In the material below, reproduce verbatim every line from the one containing "If you could place a marker on the black cowboy" through the one containing "point(95, 302)", with both of those lines included.

**** Data entries ****

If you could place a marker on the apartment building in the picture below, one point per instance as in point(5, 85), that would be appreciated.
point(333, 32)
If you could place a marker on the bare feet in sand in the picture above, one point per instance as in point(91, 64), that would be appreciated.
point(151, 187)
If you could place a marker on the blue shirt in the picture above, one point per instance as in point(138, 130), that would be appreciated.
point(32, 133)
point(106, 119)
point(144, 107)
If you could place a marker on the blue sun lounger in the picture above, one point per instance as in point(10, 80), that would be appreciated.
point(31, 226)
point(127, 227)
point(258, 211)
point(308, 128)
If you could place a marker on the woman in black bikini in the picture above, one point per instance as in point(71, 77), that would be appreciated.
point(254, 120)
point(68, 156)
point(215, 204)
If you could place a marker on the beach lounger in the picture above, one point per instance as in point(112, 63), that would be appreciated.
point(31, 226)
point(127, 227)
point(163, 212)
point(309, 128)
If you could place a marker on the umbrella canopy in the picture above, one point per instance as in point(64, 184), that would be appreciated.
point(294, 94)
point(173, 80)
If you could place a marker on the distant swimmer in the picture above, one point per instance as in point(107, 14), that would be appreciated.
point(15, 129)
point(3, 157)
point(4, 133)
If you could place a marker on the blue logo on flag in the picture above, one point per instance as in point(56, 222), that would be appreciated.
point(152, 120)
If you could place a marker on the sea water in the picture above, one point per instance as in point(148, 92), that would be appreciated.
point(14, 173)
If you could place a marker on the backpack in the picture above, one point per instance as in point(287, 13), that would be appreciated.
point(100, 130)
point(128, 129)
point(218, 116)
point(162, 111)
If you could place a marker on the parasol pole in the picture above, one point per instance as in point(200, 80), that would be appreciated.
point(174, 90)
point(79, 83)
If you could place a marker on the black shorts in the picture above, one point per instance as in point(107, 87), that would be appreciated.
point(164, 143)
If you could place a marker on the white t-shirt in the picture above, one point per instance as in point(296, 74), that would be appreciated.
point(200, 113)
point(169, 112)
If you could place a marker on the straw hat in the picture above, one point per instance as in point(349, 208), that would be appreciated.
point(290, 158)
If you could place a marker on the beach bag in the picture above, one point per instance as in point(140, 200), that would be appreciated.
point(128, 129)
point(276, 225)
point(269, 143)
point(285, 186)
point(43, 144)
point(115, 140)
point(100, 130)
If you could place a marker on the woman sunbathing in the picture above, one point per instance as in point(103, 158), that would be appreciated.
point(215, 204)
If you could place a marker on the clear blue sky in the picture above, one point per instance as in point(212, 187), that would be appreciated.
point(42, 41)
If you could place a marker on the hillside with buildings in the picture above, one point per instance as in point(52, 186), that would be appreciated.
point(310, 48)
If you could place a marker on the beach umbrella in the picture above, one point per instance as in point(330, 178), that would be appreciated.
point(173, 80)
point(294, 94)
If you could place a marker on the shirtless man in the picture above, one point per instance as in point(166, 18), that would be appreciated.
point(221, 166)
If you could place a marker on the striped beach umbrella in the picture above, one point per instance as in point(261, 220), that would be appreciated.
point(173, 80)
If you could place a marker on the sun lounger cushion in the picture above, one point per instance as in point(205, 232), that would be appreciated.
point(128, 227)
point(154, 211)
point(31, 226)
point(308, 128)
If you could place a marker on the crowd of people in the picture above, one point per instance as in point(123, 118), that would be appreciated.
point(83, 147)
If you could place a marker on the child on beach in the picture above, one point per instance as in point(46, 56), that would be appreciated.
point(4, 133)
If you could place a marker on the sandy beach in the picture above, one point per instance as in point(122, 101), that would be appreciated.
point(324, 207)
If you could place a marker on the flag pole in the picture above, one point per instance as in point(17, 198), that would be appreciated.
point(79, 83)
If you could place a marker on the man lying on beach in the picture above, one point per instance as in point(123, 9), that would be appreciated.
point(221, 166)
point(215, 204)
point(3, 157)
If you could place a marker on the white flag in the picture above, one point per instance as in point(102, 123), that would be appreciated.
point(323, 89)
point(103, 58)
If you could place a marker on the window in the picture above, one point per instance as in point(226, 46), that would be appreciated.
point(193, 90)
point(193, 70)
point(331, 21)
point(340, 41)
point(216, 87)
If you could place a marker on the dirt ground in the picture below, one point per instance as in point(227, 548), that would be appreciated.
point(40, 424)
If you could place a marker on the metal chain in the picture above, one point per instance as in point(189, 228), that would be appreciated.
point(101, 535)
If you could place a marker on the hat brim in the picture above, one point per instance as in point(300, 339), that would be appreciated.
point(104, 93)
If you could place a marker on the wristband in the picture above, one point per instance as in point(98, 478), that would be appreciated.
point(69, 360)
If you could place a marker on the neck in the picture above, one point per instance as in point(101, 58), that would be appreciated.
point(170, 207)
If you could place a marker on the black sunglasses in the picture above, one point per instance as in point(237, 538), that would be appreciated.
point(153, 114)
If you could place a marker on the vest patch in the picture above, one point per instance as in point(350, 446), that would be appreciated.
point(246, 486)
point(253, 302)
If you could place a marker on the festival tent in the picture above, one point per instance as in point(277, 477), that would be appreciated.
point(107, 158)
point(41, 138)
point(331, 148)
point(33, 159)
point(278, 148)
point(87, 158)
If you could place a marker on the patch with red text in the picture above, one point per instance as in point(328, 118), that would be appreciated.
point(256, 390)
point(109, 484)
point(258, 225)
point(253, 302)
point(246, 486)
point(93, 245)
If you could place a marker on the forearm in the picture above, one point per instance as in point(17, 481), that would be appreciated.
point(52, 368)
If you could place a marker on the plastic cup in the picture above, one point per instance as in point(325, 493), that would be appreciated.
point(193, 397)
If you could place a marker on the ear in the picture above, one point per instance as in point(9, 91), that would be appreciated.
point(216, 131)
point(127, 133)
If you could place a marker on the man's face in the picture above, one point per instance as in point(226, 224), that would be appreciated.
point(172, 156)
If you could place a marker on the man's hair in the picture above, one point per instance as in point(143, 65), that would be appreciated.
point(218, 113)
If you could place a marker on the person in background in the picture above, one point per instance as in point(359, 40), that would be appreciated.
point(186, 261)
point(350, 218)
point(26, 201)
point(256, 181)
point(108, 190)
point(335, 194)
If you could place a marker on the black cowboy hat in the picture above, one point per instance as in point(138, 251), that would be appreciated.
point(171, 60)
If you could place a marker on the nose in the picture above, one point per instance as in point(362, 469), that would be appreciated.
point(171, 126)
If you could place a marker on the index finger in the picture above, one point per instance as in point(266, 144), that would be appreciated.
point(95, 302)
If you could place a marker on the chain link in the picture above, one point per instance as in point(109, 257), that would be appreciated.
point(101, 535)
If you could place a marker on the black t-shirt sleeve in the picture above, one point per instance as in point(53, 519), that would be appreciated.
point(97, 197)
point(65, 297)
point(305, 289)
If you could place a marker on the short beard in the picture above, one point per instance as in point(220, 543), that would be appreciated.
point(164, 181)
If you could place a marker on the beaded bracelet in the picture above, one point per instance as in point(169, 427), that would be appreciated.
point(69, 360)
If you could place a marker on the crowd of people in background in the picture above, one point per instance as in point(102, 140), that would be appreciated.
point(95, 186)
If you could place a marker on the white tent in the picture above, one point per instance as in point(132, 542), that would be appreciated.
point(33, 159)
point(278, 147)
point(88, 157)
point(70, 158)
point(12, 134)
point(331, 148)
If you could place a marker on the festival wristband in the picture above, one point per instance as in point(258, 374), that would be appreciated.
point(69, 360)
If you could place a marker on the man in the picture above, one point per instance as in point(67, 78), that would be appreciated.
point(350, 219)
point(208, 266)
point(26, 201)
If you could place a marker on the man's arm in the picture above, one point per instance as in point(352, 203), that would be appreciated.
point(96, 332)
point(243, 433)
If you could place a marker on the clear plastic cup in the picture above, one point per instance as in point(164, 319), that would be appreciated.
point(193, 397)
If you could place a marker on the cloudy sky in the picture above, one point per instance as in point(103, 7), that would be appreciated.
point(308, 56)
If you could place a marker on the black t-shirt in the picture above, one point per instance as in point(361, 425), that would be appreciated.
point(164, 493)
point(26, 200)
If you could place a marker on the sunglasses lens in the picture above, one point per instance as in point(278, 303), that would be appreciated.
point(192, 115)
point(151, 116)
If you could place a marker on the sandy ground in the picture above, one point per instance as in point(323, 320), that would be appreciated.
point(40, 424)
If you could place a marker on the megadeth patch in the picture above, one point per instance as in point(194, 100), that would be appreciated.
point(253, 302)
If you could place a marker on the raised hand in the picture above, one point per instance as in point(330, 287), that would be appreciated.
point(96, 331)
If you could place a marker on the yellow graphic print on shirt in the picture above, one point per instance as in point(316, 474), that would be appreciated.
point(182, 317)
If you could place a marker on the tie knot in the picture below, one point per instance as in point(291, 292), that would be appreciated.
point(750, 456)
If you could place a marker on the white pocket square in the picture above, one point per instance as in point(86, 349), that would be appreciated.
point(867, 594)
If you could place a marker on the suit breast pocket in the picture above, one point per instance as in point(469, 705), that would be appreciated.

****

■ Task solution
If you could place a marker on the black cowboy hat in the picture above, one point per instance as in point(138, 251), that would be appreciated.
point(171, 60)
If you could place a marker on the nose in the picture above, one point per instance as in point(362, 469), that would be appreciated.
point(171, 126)
If you could place a marker on the index finger in the picture above, one point per instance as in point(266, 144), that would be appreciated.
point(95, 302)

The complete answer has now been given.